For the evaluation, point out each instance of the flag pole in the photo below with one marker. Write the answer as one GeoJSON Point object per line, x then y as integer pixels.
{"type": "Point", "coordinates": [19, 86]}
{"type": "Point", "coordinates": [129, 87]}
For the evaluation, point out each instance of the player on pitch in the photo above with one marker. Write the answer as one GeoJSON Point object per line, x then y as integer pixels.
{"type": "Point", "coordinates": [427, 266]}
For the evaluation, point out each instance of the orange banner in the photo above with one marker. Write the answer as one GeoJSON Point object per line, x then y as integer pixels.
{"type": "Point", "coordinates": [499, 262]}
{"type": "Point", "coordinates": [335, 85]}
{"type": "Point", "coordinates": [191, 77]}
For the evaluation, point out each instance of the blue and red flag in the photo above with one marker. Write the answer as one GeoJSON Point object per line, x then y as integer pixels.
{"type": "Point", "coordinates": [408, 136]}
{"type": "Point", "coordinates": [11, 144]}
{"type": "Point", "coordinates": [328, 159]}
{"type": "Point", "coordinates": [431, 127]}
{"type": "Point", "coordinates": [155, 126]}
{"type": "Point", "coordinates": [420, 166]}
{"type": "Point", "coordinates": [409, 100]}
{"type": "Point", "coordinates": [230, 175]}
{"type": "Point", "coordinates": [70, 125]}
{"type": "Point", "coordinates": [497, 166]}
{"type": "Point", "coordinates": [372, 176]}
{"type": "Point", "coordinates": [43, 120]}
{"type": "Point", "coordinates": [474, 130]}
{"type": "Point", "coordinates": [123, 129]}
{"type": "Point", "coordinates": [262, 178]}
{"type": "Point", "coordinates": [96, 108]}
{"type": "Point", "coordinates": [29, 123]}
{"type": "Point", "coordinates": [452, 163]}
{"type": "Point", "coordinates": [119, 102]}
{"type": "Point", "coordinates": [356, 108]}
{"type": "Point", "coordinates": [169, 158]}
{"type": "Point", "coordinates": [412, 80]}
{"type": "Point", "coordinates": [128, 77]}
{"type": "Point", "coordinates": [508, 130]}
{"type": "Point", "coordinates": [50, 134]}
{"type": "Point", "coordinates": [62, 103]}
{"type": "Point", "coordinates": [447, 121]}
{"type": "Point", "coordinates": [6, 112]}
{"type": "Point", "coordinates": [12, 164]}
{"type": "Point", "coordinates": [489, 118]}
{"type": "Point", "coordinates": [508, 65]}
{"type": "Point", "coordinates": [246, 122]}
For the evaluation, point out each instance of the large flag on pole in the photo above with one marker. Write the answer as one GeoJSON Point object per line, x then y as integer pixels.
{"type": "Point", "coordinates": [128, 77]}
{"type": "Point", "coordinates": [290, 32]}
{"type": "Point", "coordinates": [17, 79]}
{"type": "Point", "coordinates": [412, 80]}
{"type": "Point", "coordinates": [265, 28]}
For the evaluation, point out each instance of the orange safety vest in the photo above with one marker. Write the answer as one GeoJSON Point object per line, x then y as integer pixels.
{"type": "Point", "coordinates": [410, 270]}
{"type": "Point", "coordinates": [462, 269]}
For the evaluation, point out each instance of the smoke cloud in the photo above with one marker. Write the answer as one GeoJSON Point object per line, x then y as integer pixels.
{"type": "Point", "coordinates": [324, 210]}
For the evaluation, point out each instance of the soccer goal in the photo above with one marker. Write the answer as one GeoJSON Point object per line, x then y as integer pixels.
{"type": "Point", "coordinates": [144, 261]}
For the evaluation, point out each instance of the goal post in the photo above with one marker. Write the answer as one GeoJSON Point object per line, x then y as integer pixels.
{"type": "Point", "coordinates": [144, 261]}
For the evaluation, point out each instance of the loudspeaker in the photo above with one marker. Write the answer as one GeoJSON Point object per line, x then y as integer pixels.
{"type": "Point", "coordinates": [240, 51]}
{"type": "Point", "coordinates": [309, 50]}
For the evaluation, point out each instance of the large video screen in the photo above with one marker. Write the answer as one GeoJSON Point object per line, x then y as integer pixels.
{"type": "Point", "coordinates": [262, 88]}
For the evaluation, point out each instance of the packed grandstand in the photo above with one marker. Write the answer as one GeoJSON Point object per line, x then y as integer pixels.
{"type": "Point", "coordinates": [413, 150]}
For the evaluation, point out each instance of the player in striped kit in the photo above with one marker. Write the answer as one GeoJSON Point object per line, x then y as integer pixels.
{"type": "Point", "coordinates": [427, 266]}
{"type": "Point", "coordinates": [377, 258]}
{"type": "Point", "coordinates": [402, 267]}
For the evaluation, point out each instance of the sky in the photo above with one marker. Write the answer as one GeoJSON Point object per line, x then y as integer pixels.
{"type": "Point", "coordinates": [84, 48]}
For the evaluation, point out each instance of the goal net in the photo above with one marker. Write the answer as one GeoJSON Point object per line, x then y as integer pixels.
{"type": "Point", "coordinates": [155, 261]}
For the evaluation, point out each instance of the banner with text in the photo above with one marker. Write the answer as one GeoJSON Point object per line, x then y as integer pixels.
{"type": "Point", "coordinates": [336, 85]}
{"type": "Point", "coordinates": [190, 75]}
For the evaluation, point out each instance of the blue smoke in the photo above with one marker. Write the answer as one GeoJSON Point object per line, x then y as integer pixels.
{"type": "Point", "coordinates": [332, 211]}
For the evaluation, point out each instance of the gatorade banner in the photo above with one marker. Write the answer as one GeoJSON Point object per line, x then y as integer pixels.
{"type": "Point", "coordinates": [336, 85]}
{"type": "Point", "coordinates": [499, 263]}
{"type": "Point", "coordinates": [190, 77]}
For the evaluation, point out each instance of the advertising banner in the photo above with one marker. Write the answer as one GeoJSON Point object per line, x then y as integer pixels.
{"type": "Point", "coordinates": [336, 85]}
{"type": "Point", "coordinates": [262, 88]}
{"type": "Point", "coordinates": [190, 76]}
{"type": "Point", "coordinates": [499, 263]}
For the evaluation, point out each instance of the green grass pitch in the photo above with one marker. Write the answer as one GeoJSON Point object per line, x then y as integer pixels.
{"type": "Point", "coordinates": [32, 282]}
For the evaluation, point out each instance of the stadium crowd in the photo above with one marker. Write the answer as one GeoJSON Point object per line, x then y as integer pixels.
=-=-=
Copy out every line of the entries above exactly, with nothing added, dropped, or changed.

**WRITTEN ANSWER**.
For the evaluation, point out each instance of the flag pole in the photo below with one marker. Write the answer as one GeoJSON Point object per line, x then y as integer pixels.
{"type": "Point", "coordinates": [19, 86]}
{"type": "Point", "coordinates": [129, 87]}
For the evaluation, point out each instance of the player on pitch in the photo above with one marker. Write the answer as one GeoJSON Point object per line, x then y as integer pixels.
{"type": "Point", "coordinates": [427, 266]}
For the evaluation, point out each instance of the orange banner in the photo above with one marker. Write the answer as one GeoJSON Point object per line, x then y as integer pixels.
{"type": "Point", "coordinates": [499, 262]}
{"type": "Point", "coordinates": [335, 85]}
{"type": "Point", "coordinates": [191, 77]}
For the evaluation, point out each instance of the blue and red flag in the photo above with one marker. Write the answer as one GeoJSON Point object per line, x then y as integer pixels.
{"type": "Point", "coordinates": [408, 136]}
{"type": "Point", "coordinates": [11, 144]}
{"type": "Point", "coordinates": [328, 159]}
{"type": "Point", "coordinates": [431, 127]}
{"type": "Point", "coordinates": [155, 126]}
{"type": "Point", "coordinates": [420, 166]}
{"type": "Point", "coordinates": [409, 100]}
{"type": "Point", "coordinates": [230, 175]}
{"type": "Point", "coordinates": [70, 125]}
{"type": "Point", "coordinates": [497, 166]}
{"type": "Point", "coordinates": [372, 176]}
{"type": "Point", "coordinates": [43, 120]}
{"type": "Point", "coordinates": [474, 130]}
{"type": "Point", "coordinates": [123, 129]}
{"type": "Point", "coordinates": [262, 178]}
{"type": "Point", "coordinates": [96, 108]}
{"type": "Point", "coordinates": [29, 123]}
{"type": "Point", "coordinates": [452, 163]}
{"type": "Point", "coordinates": [119, 102]}
{"type": "Point", "coordinates": [356, 108]}
{"type": "Point", "coordinates": [169, 158]}
{"type": "Point", "coordinates": [412, 80]}
{"type": "Point", "coordinates": [128, 77]}
{"type": "Point", "coordinates": [508, 130]}
{"type": "Point", "coordinates": [50, 134]}
{"type": "Point", "coordinates": [62, 103]}
{"type": "Point", "coordinates": [447, 121]}
{"type": "Point", "coordinates": [6, 112]}
{"type": "Point", "coordinates": [12, 164]}
{"type": "Point", "coordinates": [489, 118]}
{"type": "Point", "coordinates": [508, 65]}
{"type": "Point", "coordinates": [246, 122]}
For the evaluation, point out each instance of the large flag on pole in the photo above with one marker. Write the answer as one GeoJSON Point object per line, x then y as integer pixels.
{"type": "Point", "coordinates": [128, 77]}
{"type": "Point", "coordinates": [290, 32]}
{"type": "Point", "coordinates": [17, 79]}
{"type": "Point", "coordinates": [412, 80]}
{"type": "Point", "coordinates": [265, 28]}
For the evaluation, point out each instance of the orange safety vest in the photo above with one marker. Write the answer as one GeoJSON Point object per line, x then y as integer pixels.
{"type": "Point", "coordinates": [410, 270]}
{"type": "Point", "coordinates": [462, 269]}
For the evaluation, point out each instance of the smoke cloud in the photo above with one marker. Write the answer as one GeoJSON Point object per line, x then y as integer pixels.
{"type": "Point", "coordinates": [324, 210]}
For the evaluation, point out each instance of the soccer goal in the photo above with one marker. Write the answer as one GeoJSON Point object per line, x then y as integer pixels.
{"type": "Point", "coordinates": [144, 261]}
For the evaluation, point out each instance of the goal post in the photo above with one marker. Write the answer as one GeoJSON Point object per line, x then y as integer pixels.
{"type": "Point", "coordinates": [144, 261]}
For the evaluation, point out each instance of the loudspeaker in the photo above with one marker. Write the answer as one GeoJSON Point object per line, x then y as integer pixels.
{"type": "Point", "coordinates": [240, 51]}
{"type": "Point", "coordinates": [309, 50]}
For the evaluation, point out each instance of the large video screen in the photo above with one marker. Write the answer as one GeoJSON Point object per line, x then y as integer pixels.
{"type": "Point", "coordinates": [262, 88]}
For the evaluation, point out each instance of the packed grandstand in the photo above with one marker. Write the answer as one GeoJSON Point object per line, x then y as integer pixels.
{"type": "Point", "coordinates": [413, 150]}
For the evaluation, point out each instance of the player in striped kit in the photo above with one marker. Write the answer as one GeoJSON Point object per line, x then y as integer pixels.
{"type": "Point", "coordinates": [427, 266]}
{"type": "Point", "coordinates": [377, 258]}
{"type": "Point", "coordinates": [402, 267]}
For the evaluation, point out each instance of the sky in the photo above with one marker. Write the answer as one GeoJSON Point object per line, x then y as integer pixels.
{"type": "Point", "coordinates": [84, 48]}
For the evaluation, point out each instance of the goal net in the photo above with one marker. Write the answer as one GeoJSON Point object per line, x then y as integer pixels.
{"type": "Point", "coordinates": [155, 261]}
For the evaluation, point out each instance of the banner with text in the photo above with one marker. Write the answer as one GeoJSON Point object per line, x then y as integer pixels.
{"type": "Point", "coordinates": [336, 85]}
{"type": "Point", "coordinates": [190, 75]}
For the evaluation, point out each instance of the blue smoke in the photo above with one marker. Write the answer as one GeoJSON Point object per line, x then y as integer pixels.
{"type": "Point", "coordinates": [332, 211]}
For the evaluation, point out each instance of the gatorade banner in the photo above with one marker. Write the answer as one GeoJSON Point object per line, x then y as integer pixels.
{"type": "Point", "coordinates": [336, 85]}
{"type": "Point", "coordinates": [499, 263]}
{"type": "Point", "coordinates": [190, 77]}
For the evaluation, point out each instance of the advertising banner in the photo above with one marker. Write the answer as one GeoJSON Point object per line, x then y as integer pixels.
{"type": "Point", "coordinates": [336, 85]}
{"type": "Point", "coordinates": [262, 88]}
{"type": "Point", "coordinates": [190, 76]}
{"type": "Point", "coordinates": [499, 263]}
For the evaluation, point out each instance of the green grass pitch in the photo above with one marker. Write the answer as one GeoJSON Point object per line, x then y as integer pixels.
{"type": "Point", "coordinates": [32, 282]}
For the evaluation, point out each instance of the stadium crowd in the photo above with one marker. Write the answer as one GeoJSON Point object per line, x then y as integer pixels.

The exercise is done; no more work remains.